#### Tasks for this exercise
1. Write out the part of the enlightenment post starting at "Ancient and Modern Enlightenment: from" and ending at "pursuing these comparisons.".
2. In one to three sentences, explain why the enlightenment post says there was no enlightenment in the Paleolithic period.

#### Passage
....

Wednesday, January 1, 2014

Ancient and Modern Enlightenment: from Noosphere to Technosphere

Hope you all had a happy new year.

I have an article up on Scott Bakker's blog, on the difference between ancient and modern enlightenment. Here are the first few paragraphs:


Enlightenment is elite cognition, the seeing past collective error and illusion to a hidden reality. But the ancient idea of enlightenment differs greatly from the modern one and there may be a further shift in the postmodern era. I’ll try to shed some light on enlightenment, by pursuing these comparisons.

Ancient Enlightenment: Monism and Personification

Enlightenment in the ancient world was made possible by a falling away from our mythopoeic, nomadic prehistory. In that Paleolithic period, symbolized by the wild Enkidu in the Epic of Gilgamesh and by the biblical Adam in Eden, there was no enlightenment since everything was thoroughly personified and so nothing could have been perceived as unfamiliar or alien to the masses. The world was experienced as a noosphere, filled with mentality. Only after the rise of sedentary civilization in the Neolithic Era, when farming replaced nomadic hunting in 10,000 BCE, which allowed for much larger populations, was there a loss of that enchanted mode of experience which actually depended on a sort of blissful collective ignorance. As a population increases, the so-called Law of Oligarchy takes hold, which means that social power must be concentrated to avoid civilizational collapse. Dominance hierarchies are established and those in the lower classes become envious of the stronger and more privileged members who are sure to display their greater wealth and access to women with symbols of their higher status. By doing so, each social class learns its boundaries so that the social structure won’t be overridden, which would invite anarchy.

As Rousseau argued, civilization was the precondition of what we might call the sin of egoism. Contrary to Rousseau, prehistoric life wasn’t utopian; at least, objectively, human life in the Paleolithic Era was likely quite savage. But the ancients seemed to have an easier time perceiving the world in magical terms, judging from the evidence of their religions and extrapolating from what we know of children’s experience, given their similar dearth of content to occupy their collective memory. Thus, even as they killed each other over trifles, the prehistoric people would have interpreted such horror as profoundly meaningful. In any case, I think Rousseau is right that civilization made possible a falling away from a kind of intrinsic innocence. Specifically, the increased social specialization led to an epistemic inequality. As food was stored and more and more people lived together, there was greater need for practical knowledge in such areas as architecture, medicine, sanitation, and warfare. The elites became decadent and alienated from nature, since they found themselves free to indulge their appetites with artificial diversions, as specialists took care of the necessities of survival such as the harvesting of food or the defense of the borders. These elites codified the myths that expressed the population’s mores, but while the uneducated majority clung to their na├»ve, anthropocentric traditions, the cynical and self-absorbed elites more likely regarded the folk tales as superstitions.


  1. Interesting, Benjamin.

    There are people in this world today, anarcho-primitives, who believe we need to return to the paleolithic era, that the great sin WAS agriculture.

  2. Yeah, there are romantics, neo-luddites, anarchists, and what Terence McKenna called archaic revivalists. Here, I mean to describe some historical transitions, without judging whether they were good or bad. I'm planning a follow-up article comparing the mythopoeic worldview with postmodern consumerism, and there I'll inevitably condemn the latter. I suppose I see the technosphere as just another Nietzschean challenge, as a temptation and a separator of the enlightened elite from the deluded and exploited rabble. We have to adapt to our environment, but there are better and worse ways of doing so, aesthetically speaking.

....

#### Exercise data
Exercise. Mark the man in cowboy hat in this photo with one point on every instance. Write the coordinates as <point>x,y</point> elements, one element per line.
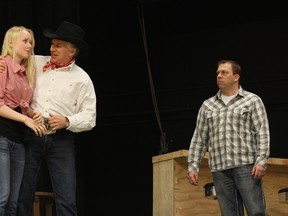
<point>66,98</point>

....

#### Answers for each item
1.
Ancient and Modern Enlightenment: from Noosphere to Technosphere

Hope you all had a happy new year.

I have an article up on Scott Bakker's blog, on the difference between ancient and modern enlightenment. Here are the first few paragraphs:


Enlightenment is elite cognition, the seeing past collective error and illusion to a hidden reality. But the ancient idea of enlightenment differs greatly from the modern one and there may be a further shift in the postmodern era. I’ll try to shed some light on enlightenment, by pursuing these comparisons.

2. Everything was thoroughly personified, so nothing could have been perceived as unfamiliar or alien to the masses. The world was experienced as a noosphere, filled with mentality.